__SUPPLIED MATERIAL__.
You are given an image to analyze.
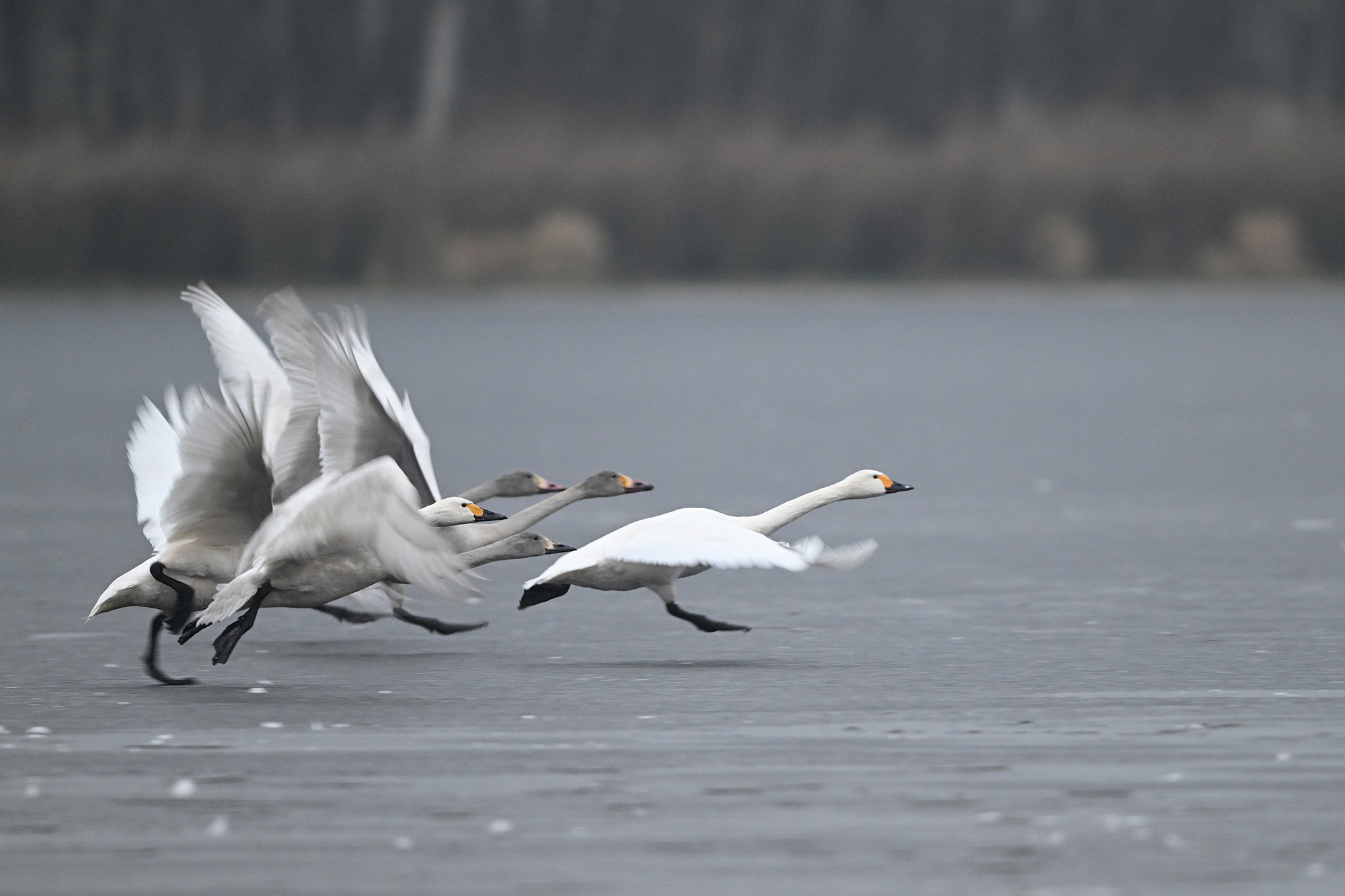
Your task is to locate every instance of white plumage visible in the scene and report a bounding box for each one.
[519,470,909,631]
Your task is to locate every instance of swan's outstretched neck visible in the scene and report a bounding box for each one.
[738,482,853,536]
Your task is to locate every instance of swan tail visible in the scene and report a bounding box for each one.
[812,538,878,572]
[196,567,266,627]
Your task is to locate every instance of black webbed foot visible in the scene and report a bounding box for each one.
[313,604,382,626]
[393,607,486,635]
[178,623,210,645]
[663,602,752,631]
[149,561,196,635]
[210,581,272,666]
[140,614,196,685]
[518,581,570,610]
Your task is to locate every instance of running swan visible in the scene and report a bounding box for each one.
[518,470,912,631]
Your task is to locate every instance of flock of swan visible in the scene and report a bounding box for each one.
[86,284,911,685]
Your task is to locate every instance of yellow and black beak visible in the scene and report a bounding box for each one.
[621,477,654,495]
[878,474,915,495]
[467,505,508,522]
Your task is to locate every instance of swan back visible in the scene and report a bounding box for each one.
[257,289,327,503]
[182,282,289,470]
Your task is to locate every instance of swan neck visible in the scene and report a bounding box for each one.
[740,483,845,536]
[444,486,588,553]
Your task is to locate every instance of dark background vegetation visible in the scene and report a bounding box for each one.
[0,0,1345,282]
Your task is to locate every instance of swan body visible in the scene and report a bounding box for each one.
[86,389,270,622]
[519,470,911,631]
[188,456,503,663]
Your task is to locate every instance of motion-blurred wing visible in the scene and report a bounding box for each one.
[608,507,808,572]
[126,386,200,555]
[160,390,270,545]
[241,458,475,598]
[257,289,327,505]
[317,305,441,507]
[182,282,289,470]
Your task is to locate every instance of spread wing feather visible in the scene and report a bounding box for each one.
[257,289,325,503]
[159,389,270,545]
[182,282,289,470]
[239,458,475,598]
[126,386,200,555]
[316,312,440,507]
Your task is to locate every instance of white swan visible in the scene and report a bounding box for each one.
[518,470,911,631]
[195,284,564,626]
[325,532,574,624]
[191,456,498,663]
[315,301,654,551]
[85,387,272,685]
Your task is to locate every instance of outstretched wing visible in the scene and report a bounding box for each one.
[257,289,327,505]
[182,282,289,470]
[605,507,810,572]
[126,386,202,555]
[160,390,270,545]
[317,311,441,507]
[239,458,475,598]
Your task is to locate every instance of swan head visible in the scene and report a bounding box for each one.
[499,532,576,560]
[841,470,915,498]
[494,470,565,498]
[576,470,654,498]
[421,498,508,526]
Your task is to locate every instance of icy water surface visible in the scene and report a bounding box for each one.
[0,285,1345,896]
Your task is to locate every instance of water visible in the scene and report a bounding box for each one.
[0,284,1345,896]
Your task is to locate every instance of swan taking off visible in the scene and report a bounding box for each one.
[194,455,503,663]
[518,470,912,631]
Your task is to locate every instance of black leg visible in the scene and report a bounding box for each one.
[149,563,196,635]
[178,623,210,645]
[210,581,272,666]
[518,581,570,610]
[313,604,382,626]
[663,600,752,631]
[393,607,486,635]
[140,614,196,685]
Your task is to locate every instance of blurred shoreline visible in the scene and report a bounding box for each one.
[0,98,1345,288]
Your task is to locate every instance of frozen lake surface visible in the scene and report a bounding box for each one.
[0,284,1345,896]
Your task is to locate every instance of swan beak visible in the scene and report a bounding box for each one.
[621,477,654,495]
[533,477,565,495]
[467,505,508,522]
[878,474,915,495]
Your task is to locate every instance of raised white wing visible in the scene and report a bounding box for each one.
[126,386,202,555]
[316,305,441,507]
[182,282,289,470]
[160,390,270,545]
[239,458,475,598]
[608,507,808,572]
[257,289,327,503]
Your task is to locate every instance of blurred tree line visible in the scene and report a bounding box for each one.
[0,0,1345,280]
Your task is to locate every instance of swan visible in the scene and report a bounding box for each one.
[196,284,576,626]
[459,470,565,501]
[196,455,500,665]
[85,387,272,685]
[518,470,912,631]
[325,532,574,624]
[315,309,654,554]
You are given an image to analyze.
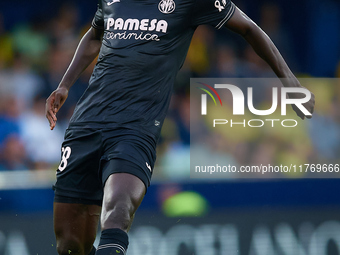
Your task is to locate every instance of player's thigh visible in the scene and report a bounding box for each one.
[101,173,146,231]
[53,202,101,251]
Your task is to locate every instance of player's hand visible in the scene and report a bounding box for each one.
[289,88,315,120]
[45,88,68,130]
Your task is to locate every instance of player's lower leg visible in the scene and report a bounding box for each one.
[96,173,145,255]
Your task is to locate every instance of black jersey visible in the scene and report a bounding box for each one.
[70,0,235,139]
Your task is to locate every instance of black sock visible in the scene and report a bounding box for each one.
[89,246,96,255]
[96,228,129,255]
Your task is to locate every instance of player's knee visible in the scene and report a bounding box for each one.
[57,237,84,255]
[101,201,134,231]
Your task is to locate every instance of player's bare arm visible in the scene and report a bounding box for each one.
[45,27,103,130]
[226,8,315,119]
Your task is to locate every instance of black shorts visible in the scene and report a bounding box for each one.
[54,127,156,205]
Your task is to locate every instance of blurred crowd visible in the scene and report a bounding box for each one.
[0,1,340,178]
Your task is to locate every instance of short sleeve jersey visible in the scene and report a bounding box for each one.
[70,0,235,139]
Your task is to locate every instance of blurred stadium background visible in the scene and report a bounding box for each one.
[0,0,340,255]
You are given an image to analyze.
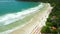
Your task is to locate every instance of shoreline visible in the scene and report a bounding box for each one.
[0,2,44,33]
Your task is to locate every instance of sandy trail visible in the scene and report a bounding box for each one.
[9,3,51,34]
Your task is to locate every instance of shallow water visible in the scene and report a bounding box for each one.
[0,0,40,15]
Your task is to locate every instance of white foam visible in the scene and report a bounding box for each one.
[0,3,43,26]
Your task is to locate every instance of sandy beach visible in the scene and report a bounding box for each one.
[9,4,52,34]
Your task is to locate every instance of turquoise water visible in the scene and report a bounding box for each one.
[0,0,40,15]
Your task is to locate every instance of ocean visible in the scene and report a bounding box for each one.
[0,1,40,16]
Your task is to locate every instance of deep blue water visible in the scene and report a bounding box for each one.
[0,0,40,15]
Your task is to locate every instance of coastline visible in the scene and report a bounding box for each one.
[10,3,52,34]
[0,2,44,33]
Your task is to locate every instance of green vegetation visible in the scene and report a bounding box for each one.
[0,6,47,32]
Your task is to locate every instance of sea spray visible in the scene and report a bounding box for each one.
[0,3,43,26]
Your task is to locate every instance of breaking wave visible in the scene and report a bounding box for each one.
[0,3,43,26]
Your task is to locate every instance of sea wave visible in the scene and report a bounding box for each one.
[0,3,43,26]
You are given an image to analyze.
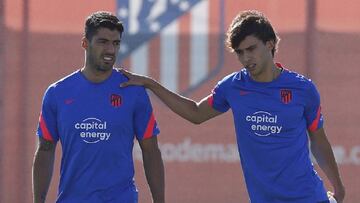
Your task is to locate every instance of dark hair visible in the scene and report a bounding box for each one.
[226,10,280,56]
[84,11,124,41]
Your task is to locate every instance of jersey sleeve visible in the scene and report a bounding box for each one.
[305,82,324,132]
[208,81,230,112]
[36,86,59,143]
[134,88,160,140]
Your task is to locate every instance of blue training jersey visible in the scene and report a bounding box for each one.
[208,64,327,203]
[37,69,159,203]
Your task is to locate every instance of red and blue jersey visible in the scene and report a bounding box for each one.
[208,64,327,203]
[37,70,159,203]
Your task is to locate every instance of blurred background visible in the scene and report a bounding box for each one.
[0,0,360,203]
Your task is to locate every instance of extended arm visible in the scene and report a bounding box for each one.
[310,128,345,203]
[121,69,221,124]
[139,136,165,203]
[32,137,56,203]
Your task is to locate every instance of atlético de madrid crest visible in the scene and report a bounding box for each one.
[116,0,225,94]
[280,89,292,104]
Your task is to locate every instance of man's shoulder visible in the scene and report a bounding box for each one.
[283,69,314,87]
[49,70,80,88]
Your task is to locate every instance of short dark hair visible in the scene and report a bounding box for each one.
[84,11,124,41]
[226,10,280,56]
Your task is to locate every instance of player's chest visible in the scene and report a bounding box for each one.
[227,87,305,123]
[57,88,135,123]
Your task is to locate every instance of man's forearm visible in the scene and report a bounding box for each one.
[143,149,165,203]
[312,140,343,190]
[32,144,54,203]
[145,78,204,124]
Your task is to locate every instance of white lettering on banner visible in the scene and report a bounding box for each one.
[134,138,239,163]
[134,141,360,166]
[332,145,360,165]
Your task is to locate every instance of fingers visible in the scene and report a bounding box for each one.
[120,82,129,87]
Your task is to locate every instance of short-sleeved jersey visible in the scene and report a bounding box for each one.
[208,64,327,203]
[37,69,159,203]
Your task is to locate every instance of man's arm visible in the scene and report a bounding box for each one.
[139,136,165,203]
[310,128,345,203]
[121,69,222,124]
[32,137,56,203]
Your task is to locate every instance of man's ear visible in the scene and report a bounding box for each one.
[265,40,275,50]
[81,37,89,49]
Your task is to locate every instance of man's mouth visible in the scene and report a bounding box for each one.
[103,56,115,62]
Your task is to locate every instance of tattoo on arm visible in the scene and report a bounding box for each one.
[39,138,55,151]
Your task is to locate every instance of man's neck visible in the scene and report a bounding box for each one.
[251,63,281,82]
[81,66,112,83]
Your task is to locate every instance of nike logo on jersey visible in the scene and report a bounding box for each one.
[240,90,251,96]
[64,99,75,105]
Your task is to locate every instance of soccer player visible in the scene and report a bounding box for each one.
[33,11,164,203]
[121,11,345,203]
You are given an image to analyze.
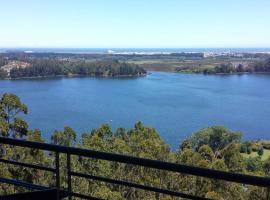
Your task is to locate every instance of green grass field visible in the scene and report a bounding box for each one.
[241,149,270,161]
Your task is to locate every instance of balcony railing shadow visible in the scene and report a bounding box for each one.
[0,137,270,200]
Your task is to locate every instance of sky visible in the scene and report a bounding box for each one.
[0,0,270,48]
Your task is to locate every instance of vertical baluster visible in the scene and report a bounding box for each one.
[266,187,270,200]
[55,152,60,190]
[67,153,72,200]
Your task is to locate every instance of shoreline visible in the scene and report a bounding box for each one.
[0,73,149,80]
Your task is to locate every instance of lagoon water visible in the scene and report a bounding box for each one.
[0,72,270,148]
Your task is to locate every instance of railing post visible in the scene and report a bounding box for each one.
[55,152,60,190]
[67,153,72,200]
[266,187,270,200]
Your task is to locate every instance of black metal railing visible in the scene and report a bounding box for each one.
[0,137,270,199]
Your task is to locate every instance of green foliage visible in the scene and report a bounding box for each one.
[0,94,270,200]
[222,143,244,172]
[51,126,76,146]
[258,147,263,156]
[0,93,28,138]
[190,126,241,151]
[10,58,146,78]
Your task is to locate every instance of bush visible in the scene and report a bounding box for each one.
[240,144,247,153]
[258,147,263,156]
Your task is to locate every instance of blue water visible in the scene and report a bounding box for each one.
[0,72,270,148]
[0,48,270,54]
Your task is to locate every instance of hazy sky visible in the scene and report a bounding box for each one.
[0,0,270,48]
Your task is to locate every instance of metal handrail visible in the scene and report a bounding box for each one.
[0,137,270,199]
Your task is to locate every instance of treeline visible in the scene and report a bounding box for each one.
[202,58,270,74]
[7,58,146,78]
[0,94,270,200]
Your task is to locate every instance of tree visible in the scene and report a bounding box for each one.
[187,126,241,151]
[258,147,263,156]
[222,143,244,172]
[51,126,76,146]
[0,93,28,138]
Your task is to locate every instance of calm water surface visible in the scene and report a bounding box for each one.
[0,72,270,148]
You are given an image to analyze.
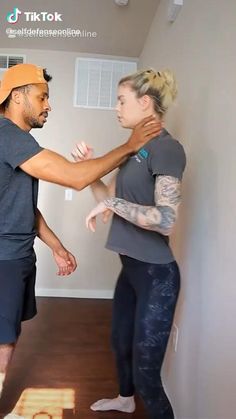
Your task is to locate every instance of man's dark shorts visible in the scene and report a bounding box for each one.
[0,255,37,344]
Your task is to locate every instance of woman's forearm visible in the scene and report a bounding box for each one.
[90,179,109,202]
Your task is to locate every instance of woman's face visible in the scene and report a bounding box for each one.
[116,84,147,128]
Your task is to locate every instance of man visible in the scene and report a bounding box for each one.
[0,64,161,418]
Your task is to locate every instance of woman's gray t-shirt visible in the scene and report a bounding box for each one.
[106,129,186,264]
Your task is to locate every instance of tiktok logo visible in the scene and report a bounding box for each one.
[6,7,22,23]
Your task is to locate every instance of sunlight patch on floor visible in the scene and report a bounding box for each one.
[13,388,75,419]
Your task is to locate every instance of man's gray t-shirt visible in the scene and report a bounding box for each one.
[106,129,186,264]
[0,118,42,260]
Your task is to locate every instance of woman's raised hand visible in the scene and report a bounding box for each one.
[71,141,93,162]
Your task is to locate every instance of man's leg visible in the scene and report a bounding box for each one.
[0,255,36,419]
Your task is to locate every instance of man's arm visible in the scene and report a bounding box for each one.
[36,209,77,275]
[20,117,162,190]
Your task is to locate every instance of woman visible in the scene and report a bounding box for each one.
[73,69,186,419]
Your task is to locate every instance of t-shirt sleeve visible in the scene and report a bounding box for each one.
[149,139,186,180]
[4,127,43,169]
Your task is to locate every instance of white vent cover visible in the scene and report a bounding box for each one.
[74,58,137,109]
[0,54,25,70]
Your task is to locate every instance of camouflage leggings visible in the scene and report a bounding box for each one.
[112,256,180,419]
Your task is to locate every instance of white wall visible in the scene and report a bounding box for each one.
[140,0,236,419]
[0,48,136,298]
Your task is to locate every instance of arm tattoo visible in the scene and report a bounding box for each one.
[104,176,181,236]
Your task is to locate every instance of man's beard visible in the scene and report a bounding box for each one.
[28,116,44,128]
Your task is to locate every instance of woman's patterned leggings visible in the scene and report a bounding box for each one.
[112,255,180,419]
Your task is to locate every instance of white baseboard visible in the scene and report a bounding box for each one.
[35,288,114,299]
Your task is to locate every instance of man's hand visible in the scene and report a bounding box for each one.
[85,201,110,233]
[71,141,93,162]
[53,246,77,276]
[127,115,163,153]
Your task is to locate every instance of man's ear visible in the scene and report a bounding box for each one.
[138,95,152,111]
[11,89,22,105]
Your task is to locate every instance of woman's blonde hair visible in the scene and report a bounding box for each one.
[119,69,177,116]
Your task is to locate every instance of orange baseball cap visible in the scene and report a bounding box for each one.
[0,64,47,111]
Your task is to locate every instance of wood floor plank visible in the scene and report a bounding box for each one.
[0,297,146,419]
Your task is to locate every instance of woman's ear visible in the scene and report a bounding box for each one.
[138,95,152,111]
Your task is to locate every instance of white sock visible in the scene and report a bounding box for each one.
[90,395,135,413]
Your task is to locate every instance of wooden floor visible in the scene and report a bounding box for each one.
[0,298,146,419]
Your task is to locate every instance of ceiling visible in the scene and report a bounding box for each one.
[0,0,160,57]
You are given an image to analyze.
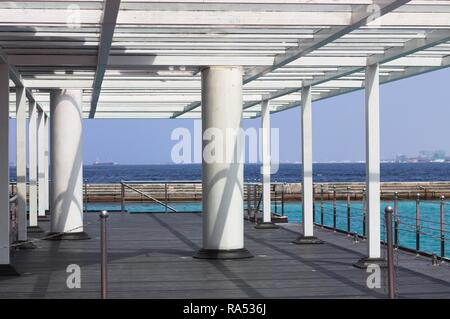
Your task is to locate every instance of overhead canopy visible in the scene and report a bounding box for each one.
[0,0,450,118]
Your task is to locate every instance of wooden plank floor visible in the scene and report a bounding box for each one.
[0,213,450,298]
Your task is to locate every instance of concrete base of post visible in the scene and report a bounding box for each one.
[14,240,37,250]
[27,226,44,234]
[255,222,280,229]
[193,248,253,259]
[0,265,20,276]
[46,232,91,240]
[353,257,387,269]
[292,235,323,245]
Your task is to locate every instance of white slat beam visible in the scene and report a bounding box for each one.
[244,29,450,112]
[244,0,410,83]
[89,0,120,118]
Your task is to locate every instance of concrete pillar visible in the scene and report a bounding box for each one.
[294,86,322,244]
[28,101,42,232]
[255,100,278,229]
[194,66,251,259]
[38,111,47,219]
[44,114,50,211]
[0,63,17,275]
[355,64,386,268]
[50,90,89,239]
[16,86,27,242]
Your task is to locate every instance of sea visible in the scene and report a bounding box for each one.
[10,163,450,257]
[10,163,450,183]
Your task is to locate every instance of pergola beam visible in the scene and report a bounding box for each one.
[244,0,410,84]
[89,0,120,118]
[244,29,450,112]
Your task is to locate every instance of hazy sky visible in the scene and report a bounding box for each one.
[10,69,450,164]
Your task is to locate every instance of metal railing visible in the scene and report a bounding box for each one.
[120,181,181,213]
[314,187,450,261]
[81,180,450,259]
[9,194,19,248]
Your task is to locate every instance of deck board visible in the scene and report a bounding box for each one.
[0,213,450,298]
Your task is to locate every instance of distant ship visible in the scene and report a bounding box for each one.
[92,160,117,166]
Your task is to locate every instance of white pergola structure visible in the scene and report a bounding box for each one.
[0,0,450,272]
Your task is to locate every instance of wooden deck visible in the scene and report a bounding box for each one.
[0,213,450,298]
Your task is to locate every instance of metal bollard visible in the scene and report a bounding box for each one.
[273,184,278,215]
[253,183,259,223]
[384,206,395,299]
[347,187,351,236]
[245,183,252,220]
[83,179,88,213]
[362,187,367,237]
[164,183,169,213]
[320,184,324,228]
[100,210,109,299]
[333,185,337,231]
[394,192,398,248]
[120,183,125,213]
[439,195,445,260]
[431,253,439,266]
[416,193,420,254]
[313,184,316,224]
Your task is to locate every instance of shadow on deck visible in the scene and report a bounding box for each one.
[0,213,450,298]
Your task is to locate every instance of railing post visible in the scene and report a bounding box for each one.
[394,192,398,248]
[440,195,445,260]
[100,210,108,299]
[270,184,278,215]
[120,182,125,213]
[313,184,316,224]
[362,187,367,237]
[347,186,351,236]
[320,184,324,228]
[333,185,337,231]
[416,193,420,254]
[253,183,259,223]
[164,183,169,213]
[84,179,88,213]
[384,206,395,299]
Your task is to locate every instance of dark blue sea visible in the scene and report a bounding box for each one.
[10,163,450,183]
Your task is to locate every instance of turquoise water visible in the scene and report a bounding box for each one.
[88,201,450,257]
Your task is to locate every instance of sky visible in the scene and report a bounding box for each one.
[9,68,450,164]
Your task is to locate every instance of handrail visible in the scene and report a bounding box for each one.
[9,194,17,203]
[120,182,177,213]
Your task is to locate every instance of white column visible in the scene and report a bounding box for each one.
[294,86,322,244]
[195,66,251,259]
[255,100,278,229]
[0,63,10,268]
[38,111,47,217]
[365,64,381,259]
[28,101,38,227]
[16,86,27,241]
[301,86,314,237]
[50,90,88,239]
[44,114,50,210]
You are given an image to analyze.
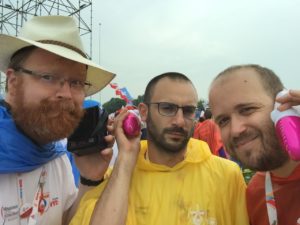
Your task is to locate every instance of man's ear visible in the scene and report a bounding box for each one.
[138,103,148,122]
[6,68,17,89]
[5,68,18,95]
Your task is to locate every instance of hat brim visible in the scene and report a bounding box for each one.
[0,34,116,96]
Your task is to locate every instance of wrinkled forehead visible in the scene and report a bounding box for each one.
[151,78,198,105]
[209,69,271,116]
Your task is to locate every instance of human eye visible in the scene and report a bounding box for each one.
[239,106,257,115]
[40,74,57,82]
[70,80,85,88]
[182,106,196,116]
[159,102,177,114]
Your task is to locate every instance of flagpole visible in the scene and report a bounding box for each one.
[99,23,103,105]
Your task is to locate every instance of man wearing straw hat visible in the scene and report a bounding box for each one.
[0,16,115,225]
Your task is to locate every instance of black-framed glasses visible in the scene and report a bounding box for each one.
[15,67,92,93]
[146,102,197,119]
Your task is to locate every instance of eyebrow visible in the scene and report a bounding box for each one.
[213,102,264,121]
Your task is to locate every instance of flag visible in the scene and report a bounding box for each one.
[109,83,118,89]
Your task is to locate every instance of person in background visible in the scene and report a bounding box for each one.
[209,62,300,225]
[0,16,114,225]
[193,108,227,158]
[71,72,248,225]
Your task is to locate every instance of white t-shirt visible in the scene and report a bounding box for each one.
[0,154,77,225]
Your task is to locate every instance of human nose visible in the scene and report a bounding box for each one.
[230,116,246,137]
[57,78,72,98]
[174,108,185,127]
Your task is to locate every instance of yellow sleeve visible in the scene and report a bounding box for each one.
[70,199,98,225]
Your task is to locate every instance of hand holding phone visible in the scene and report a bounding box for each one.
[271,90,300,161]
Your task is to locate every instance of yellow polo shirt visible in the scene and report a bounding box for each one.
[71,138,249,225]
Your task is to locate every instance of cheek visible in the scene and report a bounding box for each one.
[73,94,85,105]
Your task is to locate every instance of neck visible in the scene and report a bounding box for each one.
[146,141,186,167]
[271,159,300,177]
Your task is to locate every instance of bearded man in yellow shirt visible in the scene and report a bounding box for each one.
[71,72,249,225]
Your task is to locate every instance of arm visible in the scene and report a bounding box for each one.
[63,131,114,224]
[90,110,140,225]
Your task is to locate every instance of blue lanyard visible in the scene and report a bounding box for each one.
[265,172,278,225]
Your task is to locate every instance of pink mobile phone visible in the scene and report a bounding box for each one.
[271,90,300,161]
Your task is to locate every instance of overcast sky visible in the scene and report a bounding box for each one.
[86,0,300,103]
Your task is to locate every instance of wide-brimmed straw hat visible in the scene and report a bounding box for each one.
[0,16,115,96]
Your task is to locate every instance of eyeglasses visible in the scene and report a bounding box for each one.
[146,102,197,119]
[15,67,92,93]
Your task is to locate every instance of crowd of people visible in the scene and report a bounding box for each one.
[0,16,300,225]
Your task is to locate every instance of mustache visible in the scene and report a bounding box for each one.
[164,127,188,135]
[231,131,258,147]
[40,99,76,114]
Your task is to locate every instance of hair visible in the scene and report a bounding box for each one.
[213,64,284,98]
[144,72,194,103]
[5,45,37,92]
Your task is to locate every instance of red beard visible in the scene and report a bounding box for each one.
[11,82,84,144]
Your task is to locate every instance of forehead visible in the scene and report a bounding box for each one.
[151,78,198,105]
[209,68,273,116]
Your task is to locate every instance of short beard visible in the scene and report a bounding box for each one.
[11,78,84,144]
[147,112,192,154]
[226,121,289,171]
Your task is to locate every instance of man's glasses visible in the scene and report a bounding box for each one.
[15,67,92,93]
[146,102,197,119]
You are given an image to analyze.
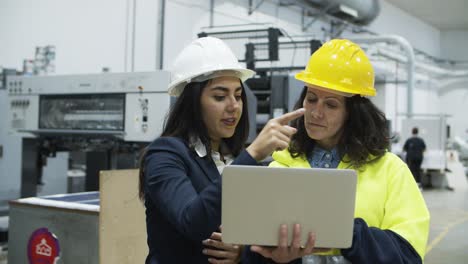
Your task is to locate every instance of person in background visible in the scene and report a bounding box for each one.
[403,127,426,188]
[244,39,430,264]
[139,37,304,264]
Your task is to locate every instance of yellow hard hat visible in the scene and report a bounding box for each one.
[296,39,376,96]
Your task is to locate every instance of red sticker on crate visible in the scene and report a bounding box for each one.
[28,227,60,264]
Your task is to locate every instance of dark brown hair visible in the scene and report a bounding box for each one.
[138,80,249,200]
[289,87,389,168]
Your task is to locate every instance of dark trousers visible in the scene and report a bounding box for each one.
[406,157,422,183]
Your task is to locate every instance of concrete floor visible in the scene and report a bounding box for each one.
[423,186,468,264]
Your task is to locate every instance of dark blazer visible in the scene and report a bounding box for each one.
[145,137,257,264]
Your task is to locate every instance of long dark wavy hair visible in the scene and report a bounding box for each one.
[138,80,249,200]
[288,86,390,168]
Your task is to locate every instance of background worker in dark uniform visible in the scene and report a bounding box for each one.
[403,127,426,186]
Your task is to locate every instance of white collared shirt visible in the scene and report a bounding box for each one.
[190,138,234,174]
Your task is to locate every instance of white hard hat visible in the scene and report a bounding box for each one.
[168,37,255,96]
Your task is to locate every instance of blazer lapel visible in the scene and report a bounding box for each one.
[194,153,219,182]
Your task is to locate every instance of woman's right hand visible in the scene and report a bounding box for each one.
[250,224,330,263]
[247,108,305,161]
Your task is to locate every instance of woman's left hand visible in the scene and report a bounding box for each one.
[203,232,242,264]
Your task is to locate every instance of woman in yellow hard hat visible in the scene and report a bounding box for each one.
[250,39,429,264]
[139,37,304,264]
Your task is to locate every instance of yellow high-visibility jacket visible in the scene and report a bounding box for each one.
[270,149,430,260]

__SET EXERCISE__. Reproduce the items above word for word, starting at the line containing "Your task is to locate every instance of swan head" and ending at the line containing "[0,0,1345,280]", with both of those lines included.

__ANSWER TO THIS EXERCISE__.
Your task is to locate every instance of swan head visible in the scene and report a bounding box for each one.
[499,532,576,560]
[841,470,915,498]
[494,470,565,498]
[576,470,654,498]
[421,498,508,526]
Your task is to locate every instance of icy water surface visible in the scene and report a bounding box for each one.
[0,285,1345,896]
Your task is to locate every instance of water visible in the scene and report a bounding box for each one.
[0,284,1345,896]
Your task is to locate every instance of swan taking off visible in the scene and report a bounding box for each one.
[194,455,503,663]
[518,470,912,631]
Your task is to locate every instance of black leg visible in the scene and report a bounding box for each one.
[149,563,196,635]
[178,623,210,645]
[210,581,272,666]
[518,581,570,610]
[313,604,382,626]
[663,600,752,631]
[393,607,486,635]
[140,614,196,685]
Your task is to locate every instance of blurred shoreline visible in the scene and report a bounding box for each one.
[0,98,1345,288]
Your task is to locate every instance of frozen lake surface visible in the scene and report a bounding box for each one.
[0,284,1345,896]
Your task is to locate every instance of swan beak visible in the scene and report a bounding box for each one.
[621,477,654,495]
[533,477,565,495]
[467,505,508,522]
[878,474,915,495]
Your task is to locate every instance of raised white wing visible in the scene and report a bounding box for each one.
[126,386,202,555]
[316,305,441,507]
[182,282,289,470]
[160,390,270,545]
[239,458,475,598]
[608,507,808,572]
[257,289,327,503]
Your task is to locate every instance of blurred tree line visible in the scene and report a bounding box for each one.
[0,0,1345,280]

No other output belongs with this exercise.